TEXT:
# # # #

There are no unity schemes on the far or near horizon. For thirty years the driving dynamic of the United Reformed Church has been unity. It has made us a movement, a pilgrimage, a people of no abiding city. But is God now asking something extra of us? Are we now being asked to balance our willingness to ‘die’ with a passion for ‘life’ and mission? CtheV 2006, 2.6

In a world where calls for unity receive no positive response, we could opt for the ‘homeopathic’ form of ecumenism. This is the ‘dilute until no one knows you’re there’ option, and it has a certain validity. Well, it says, pull down the shutters. That was an interesting experiment. Let’s sell off the silver and throw in our lot with the parish church or the Baptist meeting and strengthen the Christian presence. CtheV 2006, 2.7

Or we could opt for the ‘passion fruit concentrate’ version of ecumenism. That says, we might be a peculiar flavour, but the drinks cabinet would be much worse off without it. CtheV 2006, 2.8

‘We are not persuaded that our particular offering to the future great church and indeed to the future of Christian witness in our three nations will be best served by dilution’. CtheV 2006, 2.9

Historically we know about living a radical witness, … we know about reconciling diversity. We know what it is to be captivated by Scripture and have our lives turned upside down. It happens week by week and month by month. It’s electric and wonderful, and we don’t know why we don’t shout about it. We might be an odd flavour, but we’re a catchy one. People might get to like us. CtheV 2006, 2.10

Christ’s gift is not that we are either ‘united’ or ‘reformed’, but that we are ‘united and reformed’. CtheV 2006, 2.11

Let’s not be ashamed about being here. Let’s be ourselves. Let’s be glad to be ourselves. Let’s not apologise for being the United Reformed Church. Let’s celebrate God’s gifts, and think about possibilities and mission and growth. Let’s get confident, secure in the gospel. Our ultimate unity lies there after all, CtheV 2006, 2.12

[We see] both a God-given opportunity to leave behind the evangelical-liberal divide, and the possibility of a process of renewal which could gather the church into a community of difference makers for Christ’s sake. We have seen a vision. We intend to follow it, and make it the key feature of ‘Catch the Vision’ 2007. CtheV 2006, 4.5

Comments

I can see the difficult dilemma facing the URC. It has become a very small denomination and is reducing still. But the problem is one which I have seen starkly over the years. In some cases it would be better to merge with another local church. But the fact is that the people who would make a new start with the neighbours would be two thirds of the number at the URC. Then a further third (half of those who joined the new fellowship) would soon vote with their feet. This would become a shadow of the former URC.

The way forward comprises two things: the re-dedication of the membership to evangelism (emulate Jesus) and the disposal of buildings that drain finance. The first ought to enable the second to happen. For the last few years we have watched our numbers fall rapidly but the same has not happened to our buildings. To be honest, if people can see what a drain the buildings are for a church determined to carry out Jesus' instruction - Feed my sheep - they will bite the bullet. This is where the leader's challenge lies.

I believe that it is far better to look at how to preach the gospel and go for it before the church gets too small. These days, because there is no URC for 35 miles, I am a member of a Methodist church after 55 years of involvement with the URC and Congregational church. I live in Wales where there are many churches so small you wonder why they still exist and what they can do.

# # # #

COLLECTED DATA:
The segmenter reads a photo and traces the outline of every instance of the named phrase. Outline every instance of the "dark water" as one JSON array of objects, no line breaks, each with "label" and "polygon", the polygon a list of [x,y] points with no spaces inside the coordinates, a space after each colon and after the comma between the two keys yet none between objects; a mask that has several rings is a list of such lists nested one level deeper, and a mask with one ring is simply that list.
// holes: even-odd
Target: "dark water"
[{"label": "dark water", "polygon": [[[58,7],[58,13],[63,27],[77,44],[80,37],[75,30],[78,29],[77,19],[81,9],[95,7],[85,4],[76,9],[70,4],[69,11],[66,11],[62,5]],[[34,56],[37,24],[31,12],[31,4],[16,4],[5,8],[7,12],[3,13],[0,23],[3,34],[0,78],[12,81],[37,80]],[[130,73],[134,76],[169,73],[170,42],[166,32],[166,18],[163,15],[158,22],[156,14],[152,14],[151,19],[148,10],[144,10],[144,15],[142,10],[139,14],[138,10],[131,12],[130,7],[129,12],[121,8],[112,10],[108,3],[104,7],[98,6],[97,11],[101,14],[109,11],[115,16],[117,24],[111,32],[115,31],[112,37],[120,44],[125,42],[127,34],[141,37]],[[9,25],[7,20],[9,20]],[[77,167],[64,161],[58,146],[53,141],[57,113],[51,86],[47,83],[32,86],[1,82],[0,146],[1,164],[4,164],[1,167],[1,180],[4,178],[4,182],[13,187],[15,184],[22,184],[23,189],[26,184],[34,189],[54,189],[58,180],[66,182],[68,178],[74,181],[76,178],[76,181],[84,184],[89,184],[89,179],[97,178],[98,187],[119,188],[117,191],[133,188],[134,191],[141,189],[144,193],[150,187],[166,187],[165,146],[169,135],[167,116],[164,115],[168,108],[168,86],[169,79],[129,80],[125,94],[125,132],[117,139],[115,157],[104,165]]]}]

# # # #

GIVEN EXERCISE:
Quote the passage on the United Reformed Church word for word, starting with "The way forward" and ending after "leader's challenge lies.". None of the lines are needed here.

RESPONSE BELOW:
The way forward comprises two things: the re-dedication of the membership to evangelism (emulate Jesus) and the disposal of buildings that drain finance. The first ought to enable the second to happen. For the last few years we have watched our numbers fall rapidly but the same has not happened to our buildings. To be honest, if people can see what a drain the buildings are for a church determined to carry out Jesus' instruction - Feed my sheep - they will bite the bullet. This is where the leader's challenge lies.